_Instruction_
Copy the data below word for word, starting at the line that contains "For the benchmark, point to the large" and ending with the final line of the data.
Start of Supplied data
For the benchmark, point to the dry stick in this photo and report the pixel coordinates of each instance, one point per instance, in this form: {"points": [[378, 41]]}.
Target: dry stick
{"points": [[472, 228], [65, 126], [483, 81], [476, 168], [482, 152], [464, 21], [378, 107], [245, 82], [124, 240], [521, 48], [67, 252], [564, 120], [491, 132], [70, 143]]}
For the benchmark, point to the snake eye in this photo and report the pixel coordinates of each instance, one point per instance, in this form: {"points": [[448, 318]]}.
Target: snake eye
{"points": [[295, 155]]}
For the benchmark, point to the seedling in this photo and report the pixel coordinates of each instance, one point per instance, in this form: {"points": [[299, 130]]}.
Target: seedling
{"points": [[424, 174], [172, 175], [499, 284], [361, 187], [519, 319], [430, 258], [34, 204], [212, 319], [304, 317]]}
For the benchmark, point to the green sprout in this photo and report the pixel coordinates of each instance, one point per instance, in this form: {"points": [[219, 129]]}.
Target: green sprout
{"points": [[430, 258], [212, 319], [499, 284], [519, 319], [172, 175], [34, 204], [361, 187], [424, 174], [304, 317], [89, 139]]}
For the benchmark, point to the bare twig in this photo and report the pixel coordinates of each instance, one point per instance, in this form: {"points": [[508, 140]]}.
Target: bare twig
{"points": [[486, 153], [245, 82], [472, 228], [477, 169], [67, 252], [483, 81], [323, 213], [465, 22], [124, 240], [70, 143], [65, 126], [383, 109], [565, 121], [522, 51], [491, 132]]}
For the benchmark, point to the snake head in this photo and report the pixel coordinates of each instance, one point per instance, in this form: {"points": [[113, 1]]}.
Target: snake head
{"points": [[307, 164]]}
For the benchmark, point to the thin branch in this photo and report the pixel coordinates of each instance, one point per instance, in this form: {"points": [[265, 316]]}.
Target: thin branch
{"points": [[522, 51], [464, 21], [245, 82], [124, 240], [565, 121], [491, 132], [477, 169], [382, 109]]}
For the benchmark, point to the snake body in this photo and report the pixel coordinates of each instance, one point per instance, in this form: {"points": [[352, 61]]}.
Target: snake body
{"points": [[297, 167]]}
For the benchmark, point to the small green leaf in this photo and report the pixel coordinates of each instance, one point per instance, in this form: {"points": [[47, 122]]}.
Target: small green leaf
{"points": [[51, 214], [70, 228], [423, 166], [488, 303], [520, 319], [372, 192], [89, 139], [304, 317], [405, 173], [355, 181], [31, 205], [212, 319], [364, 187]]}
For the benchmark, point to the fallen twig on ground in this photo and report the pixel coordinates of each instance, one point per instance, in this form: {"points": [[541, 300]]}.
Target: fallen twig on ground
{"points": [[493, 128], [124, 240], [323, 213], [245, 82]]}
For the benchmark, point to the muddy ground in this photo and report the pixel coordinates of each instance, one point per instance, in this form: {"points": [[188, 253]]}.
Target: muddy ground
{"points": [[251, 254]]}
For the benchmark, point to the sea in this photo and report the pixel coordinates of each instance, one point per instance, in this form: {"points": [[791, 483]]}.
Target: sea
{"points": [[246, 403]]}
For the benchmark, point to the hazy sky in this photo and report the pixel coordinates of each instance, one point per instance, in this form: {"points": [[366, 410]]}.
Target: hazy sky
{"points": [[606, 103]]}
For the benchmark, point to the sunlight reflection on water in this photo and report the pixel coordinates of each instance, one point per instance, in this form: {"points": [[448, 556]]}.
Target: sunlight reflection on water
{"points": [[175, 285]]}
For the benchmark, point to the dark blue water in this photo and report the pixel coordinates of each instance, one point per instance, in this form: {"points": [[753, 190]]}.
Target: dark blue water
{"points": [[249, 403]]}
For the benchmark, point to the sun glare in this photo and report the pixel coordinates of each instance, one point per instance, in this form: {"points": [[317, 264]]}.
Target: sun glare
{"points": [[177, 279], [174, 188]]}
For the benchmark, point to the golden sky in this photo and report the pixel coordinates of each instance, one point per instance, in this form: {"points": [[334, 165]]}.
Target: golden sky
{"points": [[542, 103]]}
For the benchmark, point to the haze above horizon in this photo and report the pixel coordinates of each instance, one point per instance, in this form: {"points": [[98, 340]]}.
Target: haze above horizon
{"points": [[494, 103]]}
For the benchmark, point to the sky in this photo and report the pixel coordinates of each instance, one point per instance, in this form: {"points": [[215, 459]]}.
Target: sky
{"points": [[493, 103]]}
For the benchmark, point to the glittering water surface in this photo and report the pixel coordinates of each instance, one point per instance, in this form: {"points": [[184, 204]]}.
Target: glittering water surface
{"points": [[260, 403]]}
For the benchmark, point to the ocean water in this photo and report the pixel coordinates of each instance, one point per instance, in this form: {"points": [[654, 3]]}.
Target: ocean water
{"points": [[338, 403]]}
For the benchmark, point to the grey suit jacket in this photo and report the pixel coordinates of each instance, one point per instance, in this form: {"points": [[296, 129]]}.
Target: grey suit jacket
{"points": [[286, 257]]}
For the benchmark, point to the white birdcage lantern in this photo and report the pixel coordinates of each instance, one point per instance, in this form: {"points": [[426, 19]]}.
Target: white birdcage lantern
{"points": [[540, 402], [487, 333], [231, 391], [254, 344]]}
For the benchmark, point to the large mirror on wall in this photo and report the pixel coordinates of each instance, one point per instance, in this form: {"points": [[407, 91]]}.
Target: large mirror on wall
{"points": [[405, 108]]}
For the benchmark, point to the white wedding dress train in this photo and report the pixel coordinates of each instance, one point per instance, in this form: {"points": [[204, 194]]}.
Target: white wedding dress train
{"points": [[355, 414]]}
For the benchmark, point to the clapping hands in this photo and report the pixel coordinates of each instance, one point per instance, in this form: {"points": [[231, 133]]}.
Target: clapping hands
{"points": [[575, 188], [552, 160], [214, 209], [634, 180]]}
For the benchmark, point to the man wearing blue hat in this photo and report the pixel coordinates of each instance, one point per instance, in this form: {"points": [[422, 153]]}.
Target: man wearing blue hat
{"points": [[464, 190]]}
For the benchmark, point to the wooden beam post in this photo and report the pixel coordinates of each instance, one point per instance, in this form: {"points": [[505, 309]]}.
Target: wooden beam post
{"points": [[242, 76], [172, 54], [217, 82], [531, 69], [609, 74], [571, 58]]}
End of Supplied data
_Correct response_
For the benchmark, point to the large mirror on wall in this photo and report the pixel coordinates of each instance, one point per instance, in this form: {"points": [[407, 91]]}.
Target: large mirror on wall
{"points": [[405, 108]]}
For the benchmark, point to the white wedding dress train in this photo and report the pixel coordinates of each instance, one point per instance, in this form: {"points": [[204, 194]]}.
Target: white wedding dress train
{"points": [[355, 414]]}
For the benchmark, point to the clapping hands in this photo and report the pixel coordinates of each instance, one point per instance, in this form: {"points": [[231, 133]]}.
Target: clapping hands
{"points": [[575, 188], [552, 160], [214, 209], [634, 180]]}
For the benchmark, point to the man wearing blue hat in this photo and report the pixel coordinates of each instance, one point per instance, in this form: {"points": [[422, 153]]}.
Target: man wearing blue hat
{"points": [[464, 190]]}
For the benchmark, point to the wooden beam post in this photo and report the pixel coordinates of each instance, one point per instance, in this form: {"points": [[505, 309]]}.
Target: wooden beam post
{"points": [[242, 76], [172, 54], [217, 82], [531, 69], [609, 74], [571, 58]]}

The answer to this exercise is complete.